* [作業項目] 札幌ドームをめぐる以下の文章から、「新球場は、米メジャーリーグで」を含む語句で始まり「は 何いう札幌市民なのです。」で終わる部分を、一字一句変えずに書き写してください。

* [対象テキスト]
それはナゼか。運営主体の「(株)札幌ドーム」は、市職員・幹部の大切な天下り先だからなのです。

そのうえ札幌市は「札幌ドームを使えなくなって困るのは日ハム側だ」と高を括(くく)り、選手生命にも関わるピッチ(人工芝の下はコンクリート @@)の改修などを求めてきた球団の切実な声にまともに耳を貸さなかったうえ、ろくに経営努力もせず いわば球場にあぐらをかいてきたのでした。

そのうえ、運営会社((株)札幌ドーム)の株主に 地元新聞社や放送局の幹部を据えることで、ずさん運営に対するマスコミ報道を抑え込み、道民に かかる深刻な事態を伝えないままに看過する有様(ありさま)…いわば「臭いものに蓋(ふた)をし続けて」これまで過ごしてきたようなのです。

そんな札幌市の対応に業(ごう)を煮やした日ハム球団は、2016年頃から自前での本拠地球場建設の検討を始めましたが、それでも札幌市は真面目に対応を検討しなかったそうです。この 札幌市の危機感の無さと、日ハム球団の(移転への)本気度は決定的に乖離(かいり)し、ついに日ハム球団は 札幌市に隣接する北広島市に総工費600億円をかけて新球場を建設したのです。

日ハム球団とすれば、そこまで金をかけても札幌ドームを出ていきたかったということでしょう。

 

 

 

新球場は、米メジャーリーグでは一般化している「ボールパーク構想」を取り入れ、野球ファン以外の家族連れなども楽しめる一大アミューズメントパークを目指す方向とのことで、これら新たな発想は、とても札幌市の天下り職員からなる第三セクター的な発想からは出てこないと揶揄されているとのことです。

 

今回の〝移転騒動〟により、おそらく札幌ドームは大幅な収益減となり、相当の赤字が発生することになるでしょう。

そして その赤字分は、(札幌ドームが)市の第三セクターとの性質上 札幌市民の税金(一般会計)から補填されることになるのです。

札幌市&天下り職員の怠慢経営により、最後にツケを背負わされるのは 何いう札幌市民なのです。

 

この事例は、前掲の心ある市民の指摘どおり「自治体絡みの施設運営の最悪のケース」でありました。

ところが、規模は違えど 私たちの周辺でも類似した事例が散見されています。

* [データセットから取り出した行]
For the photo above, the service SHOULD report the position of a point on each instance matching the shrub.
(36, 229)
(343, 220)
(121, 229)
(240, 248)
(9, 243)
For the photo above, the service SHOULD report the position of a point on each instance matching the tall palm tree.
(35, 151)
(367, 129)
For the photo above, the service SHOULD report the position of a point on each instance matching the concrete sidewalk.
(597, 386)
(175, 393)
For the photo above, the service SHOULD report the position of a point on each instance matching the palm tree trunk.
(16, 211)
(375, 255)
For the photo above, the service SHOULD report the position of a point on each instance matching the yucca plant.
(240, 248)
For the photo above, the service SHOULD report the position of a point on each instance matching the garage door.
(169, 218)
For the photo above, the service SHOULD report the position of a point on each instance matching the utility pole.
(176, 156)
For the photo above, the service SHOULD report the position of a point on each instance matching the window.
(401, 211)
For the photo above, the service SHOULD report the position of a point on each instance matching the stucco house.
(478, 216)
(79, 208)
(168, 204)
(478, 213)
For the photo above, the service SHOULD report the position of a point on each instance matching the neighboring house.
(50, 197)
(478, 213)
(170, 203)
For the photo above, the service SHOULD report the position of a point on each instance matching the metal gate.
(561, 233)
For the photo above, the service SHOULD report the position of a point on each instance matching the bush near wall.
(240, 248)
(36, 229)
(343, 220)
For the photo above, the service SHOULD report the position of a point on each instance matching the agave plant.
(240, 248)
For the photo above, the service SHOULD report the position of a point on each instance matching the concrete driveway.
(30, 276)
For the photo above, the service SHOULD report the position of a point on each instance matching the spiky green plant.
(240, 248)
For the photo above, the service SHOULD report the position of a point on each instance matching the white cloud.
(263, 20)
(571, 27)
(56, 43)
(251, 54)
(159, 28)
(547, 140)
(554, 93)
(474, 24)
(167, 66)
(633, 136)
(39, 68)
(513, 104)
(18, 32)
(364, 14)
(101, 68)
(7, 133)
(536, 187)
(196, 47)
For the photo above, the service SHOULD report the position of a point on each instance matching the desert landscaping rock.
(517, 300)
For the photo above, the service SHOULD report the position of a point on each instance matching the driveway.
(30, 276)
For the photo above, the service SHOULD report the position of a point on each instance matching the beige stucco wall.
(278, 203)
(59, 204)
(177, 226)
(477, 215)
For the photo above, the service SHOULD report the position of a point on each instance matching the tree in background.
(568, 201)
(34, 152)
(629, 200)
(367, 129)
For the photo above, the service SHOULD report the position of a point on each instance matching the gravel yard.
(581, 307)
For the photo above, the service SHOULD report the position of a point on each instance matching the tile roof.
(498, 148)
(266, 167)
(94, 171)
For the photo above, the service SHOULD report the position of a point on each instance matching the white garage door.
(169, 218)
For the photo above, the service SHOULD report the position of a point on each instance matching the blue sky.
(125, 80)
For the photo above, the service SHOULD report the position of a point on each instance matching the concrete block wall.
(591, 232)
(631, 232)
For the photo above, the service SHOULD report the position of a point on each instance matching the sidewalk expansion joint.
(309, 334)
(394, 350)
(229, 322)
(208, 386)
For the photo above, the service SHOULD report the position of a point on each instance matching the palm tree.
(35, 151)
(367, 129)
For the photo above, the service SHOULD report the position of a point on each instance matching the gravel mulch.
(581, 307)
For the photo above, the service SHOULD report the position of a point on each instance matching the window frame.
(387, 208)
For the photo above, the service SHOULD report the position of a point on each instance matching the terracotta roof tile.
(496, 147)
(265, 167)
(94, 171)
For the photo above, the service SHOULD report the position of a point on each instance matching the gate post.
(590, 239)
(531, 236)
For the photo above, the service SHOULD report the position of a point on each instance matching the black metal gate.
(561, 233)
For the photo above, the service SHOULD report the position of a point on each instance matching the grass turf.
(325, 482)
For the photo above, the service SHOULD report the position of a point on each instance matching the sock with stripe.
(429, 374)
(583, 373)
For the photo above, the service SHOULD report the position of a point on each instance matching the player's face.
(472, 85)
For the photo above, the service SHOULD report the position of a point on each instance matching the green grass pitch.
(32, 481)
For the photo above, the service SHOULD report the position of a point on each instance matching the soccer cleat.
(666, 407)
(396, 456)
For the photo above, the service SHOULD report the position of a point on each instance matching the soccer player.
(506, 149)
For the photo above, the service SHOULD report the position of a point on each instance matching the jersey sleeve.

* [回答]
新球場は、米メジャーリーグでは一般化している「ボールパーク構想」を取り入れ、野球ファン以外の家族連れなども楽しめる一大アミューズメントパークを目指す方向とのことで、これら新たな発想は、とても札幌市の天下り職員からなる第三セクター的な発想からは出てこないと揶揄されているとのことです。

 

今回の〝移転騒動〟により、おそらく札幌ドームは大幅な収益減となり、相当の赤字が発生することになるでしょう。

そして その赤字分は、(札幌ドームが)市の第三セクターとの性質上 札幌市民の税金(一般会計)から補填されることになるのです。

札幌市&天下り職員の怠慢経営により、最後にツケを背負わされるのは 何いう札幌市民なのです。